> [Problems]
- 1) In the post about wind and nuclear power, what figure does it give for global consumption of electricity?
- 2) Extend the post about wind and nuclear power by writing what comes after its final line.

> [Quoted passage]
Edited on Mon Apr-12-10 12:10 AM by Statistical
You often have to read carefully to catch the trickery of our resident anti-nuclear shills.

" ummm- wind power now satisfies 4% of global consumer electrical demand"


Nuclear delivers 2.2% of consumed energy and is declining.


The intent is to make it look like wind delivers a large % of electrical power and nuclear a smaller one.
It is just smoke and mirrors.

4% of global demand? Not quite. Not sure what pack of lies that was pulled from but even the WWEA is willing to stretch the truth that much.

340TWh or 2% (rounded) of world's electrical consumption. (Page 5)
http://www.wwindea.org/home/images/stories/worldwindenergyreport2009_s.pdf

Not really accurate to round to whole number when dealing with such small numbers.
Global consumption of electricity is 19,860 Twh
340 / 19,860 = 1.7% Wind Supplied 1.7% of global electrical consumption.

> [Listed entries]
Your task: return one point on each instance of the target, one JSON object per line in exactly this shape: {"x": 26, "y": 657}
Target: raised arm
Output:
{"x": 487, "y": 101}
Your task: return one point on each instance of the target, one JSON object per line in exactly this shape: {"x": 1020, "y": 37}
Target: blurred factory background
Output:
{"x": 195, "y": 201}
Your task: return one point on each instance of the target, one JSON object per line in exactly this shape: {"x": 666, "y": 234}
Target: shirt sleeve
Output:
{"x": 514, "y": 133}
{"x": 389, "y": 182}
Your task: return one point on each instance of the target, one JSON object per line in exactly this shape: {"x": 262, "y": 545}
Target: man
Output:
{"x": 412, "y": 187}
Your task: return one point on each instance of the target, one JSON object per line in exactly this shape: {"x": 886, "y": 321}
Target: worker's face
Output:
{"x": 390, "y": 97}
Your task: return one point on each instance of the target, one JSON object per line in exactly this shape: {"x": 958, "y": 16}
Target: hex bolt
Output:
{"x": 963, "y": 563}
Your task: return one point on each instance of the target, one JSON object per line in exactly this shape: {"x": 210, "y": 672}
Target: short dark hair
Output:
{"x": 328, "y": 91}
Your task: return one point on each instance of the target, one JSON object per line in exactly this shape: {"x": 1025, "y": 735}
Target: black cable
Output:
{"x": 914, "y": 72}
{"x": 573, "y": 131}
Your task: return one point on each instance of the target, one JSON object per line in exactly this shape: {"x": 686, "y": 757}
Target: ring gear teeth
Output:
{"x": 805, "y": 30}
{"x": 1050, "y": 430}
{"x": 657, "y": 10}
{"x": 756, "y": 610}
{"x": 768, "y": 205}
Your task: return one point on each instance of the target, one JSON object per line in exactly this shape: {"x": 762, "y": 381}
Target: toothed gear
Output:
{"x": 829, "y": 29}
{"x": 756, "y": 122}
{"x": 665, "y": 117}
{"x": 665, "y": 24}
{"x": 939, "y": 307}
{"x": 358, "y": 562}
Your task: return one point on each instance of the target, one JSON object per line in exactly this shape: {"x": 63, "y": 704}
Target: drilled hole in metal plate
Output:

> [Per-task outputs]
- 1) 19,860 TWh

- 2)
Nuclear provided 2594 TWh.
2594 / 19,860 = 13.1%

So when wind says they are doubling every 3 years that isn't all that impressive while they are small. Projected growth rate for 2010 is more like double every four years.
340 TWh * 2^(10/4) = 1923 TWh. A decade from now wind will still be less than 2/3 the current generation of nuclear energy. That assumes they can keep up that growth rate.


So what is the second false claim about? Primary energy which includes all forms of energy (electricity, heating, transportation, etc).
This isn't comparable to wind % of electrical demand. Electrical demand vs. primary energy.
Of course that post replied to a post talking about electrical consumption so it is apples & oranges.

Primary energy
http://en.wikipedia.org/wiki/World_energy_resources_and_consumption#Primary_energy

Wind power is a rounding error. 340TWh / 24 /365 = 0.038 TW (average).
0.038 / 15.8 = 0.26% of primary energy.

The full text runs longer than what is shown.